◆ **WHAT YOU ARE ASKED TO DO**: Please retype every entry below, keeping it exactly the same.

◆ **PROVIDED DATA**:

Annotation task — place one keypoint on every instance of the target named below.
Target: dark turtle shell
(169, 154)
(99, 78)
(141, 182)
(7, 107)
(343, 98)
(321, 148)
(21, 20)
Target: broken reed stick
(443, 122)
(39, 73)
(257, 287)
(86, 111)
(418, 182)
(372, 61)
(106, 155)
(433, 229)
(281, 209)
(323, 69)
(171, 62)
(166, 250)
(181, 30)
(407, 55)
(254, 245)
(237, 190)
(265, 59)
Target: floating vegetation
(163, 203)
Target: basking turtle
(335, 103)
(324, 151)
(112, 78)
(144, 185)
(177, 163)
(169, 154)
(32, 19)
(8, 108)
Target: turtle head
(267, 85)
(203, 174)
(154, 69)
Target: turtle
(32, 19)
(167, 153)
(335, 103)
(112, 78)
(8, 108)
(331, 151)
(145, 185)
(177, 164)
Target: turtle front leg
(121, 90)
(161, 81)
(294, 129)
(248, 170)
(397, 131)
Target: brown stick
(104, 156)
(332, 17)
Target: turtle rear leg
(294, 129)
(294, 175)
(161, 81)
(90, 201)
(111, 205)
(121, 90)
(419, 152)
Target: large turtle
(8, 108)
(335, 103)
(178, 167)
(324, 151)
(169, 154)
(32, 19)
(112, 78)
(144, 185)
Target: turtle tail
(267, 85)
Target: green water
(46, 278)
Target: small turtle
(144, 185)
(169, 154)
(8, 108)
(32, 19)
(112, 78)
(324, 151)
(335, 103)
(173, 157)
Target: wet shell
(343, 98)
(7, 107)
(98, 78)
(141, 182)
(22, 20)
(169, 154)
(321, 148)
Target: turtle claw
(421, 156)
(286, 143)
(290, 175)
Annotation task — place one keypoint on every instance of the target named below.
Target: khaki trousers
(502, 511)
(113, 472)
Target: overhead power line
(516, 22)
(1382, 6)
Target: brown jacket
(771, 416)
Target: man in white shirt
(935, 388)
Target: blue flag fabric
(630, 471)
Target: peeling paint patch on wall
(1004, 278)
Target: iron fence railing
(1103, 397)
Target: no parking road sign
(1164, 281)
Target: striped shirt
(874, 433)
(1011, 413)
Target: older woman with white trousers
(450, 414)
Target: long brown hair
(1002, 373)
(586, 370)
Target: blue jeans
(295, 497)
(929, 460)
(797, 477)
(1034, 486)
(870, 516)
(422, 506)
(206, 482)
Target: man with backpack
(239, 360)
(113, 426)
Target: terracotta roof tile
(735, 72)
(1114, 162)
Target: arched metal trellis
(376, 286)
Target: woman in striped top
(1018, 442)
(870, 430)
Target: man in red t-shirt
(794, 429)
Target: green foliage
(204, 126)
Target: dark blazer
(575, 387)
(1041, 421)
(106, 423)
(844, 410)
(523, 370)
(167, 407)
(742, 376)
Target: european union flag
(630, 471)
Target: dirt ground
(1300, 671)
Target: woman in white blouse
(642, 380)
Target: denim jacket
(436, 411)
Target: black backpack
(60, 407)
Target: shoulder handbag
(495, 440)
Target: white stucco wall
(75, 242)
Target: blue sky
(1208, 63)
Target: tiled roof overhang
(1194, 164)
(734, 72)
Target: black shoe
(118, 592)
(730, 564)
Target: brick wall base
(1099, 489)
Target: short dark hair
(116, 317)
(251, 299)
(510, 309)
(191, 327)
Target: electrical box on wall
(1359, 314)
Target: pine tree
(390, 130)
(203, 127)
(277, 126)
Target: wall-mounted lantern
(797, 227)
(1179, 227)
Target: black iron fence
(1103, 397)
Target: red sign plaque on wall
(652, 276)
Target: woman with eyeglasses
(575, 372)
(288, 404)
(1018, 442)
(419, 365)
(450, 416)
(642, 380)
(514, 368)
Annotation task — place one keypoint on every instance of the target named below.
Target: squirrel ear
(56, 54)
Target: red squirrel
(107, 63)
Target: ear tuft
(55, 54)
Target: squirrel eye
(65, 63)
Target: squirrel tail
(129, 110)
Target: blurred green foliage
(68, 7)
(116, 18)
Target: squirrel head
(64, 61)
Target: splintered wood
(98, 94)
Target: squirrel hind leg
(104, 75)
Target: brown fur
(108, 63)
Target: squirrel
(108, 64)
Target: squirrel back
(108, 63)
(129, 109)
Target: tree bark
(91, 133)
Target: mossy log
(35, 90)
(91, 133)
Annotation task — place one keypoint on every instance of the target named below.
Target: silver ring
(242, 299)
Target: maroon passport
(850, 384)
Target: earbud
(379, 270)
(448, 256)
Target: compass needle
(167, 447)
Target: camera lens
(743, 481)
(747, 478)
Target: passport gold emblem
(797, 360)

◆ **ANSWER FOR THIS EXERCISE**:
Annotation task — place one keypoint on every instance of the target named below.
Target: dark turtle shell
(169, 154)
(99, 78)
(141, 182)
(7, 107)
(343, 98)
(321, 148)
(21, 20)
Target: broken reed stick
(443, 122)
(39, 73)
(257, 287)
(86, 111)
(418, 182)
(372, 61)
(106, 155)
(433, 229)
(281, 209)
(323, 69)
(171, 62)
(166, 250)
(181, 30)
(407, 55)
(254, 245)
(237, 190)
(265, 59)
Target: floating vegetation
(163, 203)
Target: basking turtle
(335, 103)
(324, 151)
(112, 78)
(144, 185)
(177, 163)
(169, 154)
(32, 19)
(8, 108)
Target: turtle head
(267, 85)
(203, 174)
(154, 69)
Target: turtle
(32, 19)
(167, 153)
(335, 103)
(112, 78)
(8, 108)
(331, 151)
(145, 185)
(177, 164)
Target: turtle front leg
(121, 90)
(161, 81)
(294, 129)
(248, 170)
(397, 131)
Target: brown stick
(104, 156)
(332, 17)
Target: turtle rear leg
(294, 129)
(294, 175)
(161, 81)
(90, 201)
(111, 205)
(121, 90)
(419, 152)
Target: large turtle
(8, 108)
(335, 103)
(178, 167)
(324, 151)
(169, 154)
(32, 19)
(112, 78)
(144, 185)
Target: turtle tail
(267, 85)
Target: green water
(46, 278)
Target: small turtle
(144, 185)
(169, 154)
(8, 108)
(32, 19)
(112, 78)
(324, 151)
(335, 103)
(173, 157)
Target: wet shell
(343, 98)
(7, 107)
(98, 78)
(141, 182)
(22, 20)
(169, 154)
(321, 148)
Target: turtle claw
(421, 156)
(286, 143)
(290, 175)
Annotation task — place one keypoint on every instance of the target named below.
Target: khaki trousers
(502, 511)
(113, 472)
Target: overhead power line
(516, 22)
(1382, 6)
Target: brown jacket
(771, 416)
Target: man in white shirt
(935, 388)
Target: blue flag fabric
(630, 471)
Target: peeling paint patch on wall
(1004, 278)
Target: iron fence railing
(1103, 397)
Target: no parking road sign
(1164, 281)
Target: striped shirt
(874, 433)
(1011, 413)
Target: older woman with white trousers
(450, 414)
Target: long brown hair
(1002, 373)
(586, 370)
Target: blue jeans
(295, 497)
(929, 460)
(797, 477)
(1034, 486)
(870, 516)
(422, 506)
(206, 482)
Target: man with backpack
(239, 360)
(113, 426)
Target: terracotta roof tile
(735, 72)
(1114, 162)
Target: arched metal trellis
(376, 286)
Target: woman in striped top
(1018, 442)
(870, 430)
Target: man in red t-shirt
(794, 429)
Target: green foliage
(204, 126)
Target: dark blazer
(575, 387)
(1041, 421)
(106, 423)
(844, 410)
(523, 370)
(167, 407)
(742, 376)
Target: european union flag
(630, 471)
Target: dirt ground
(1300, 671)
Target: woman in white blouse
(642, 380)
Target: denim jacket
(436, 411)
Target: black backpack
(60, 407)
Target: shoulder handbag
(495, 440)
Target: white stucco wall
(75, 242)
Target: blue sky
(1208, 63)
Target: tiled roof overhang
(1194, 164)
(734, 72)
Target: black shoe
(118, 592)
(730, 564)
Target: brick wall base
(1099, 489)
Target: short dark hair
(116, 317)
(251, 299)
(510, 309)
(191, 327)
Target: electrical box on wall
(1359, 314)
Target: pine tree
(390, 130)
(203, 127)
(277, 126)
Target: wall-mounted lantern
(797, 227)
(1179, 227)
Target: black iron fence
(1103, 397)
Target: red sign plaque on wall
(652, 276)
Target: woman with eyeglasses
(575, 372)
(288, 404)
(1018, 442)
(419, 365)
(450, 416)
(642, 380)
(514, 368)
Annotation task — place one keypoint on every instance of the target named below.
Target: squirrel ear
(56, 54)
Target: red squirrel
(107, 63)
Target: ear tuft
(55, 54)
Target: squirrel eye
(65, 63)
Target: squirrel tail
(129, 110)
Target: blurred green foliage
(68, 7)
(116, 18)
Target: squirrel head
(64, 61)
Target: splintered wood
(98, 94)
Target: squirrel hind leg
(104, 75)
Target: brown fur
(108, 63)
Target: squirrel
(108, 64)
Target: squirrel back
(108, 63)
(129, 109)
Target: tree bark
(91, 133)
Target: mossy log
(35, 90)
(91, 133)
Annotation task — place one keypoint on every instance of the target named below.
Target: silver ring
(242, 299)
Target: maroon passport
(850, 384)
Target: earbud
(379, 270)
(448, 256)
Target: compass needle
(167, 447)
Target: camera lens
(743, 481)
(747, 478)
Target: passport gold emblem
(797, 360)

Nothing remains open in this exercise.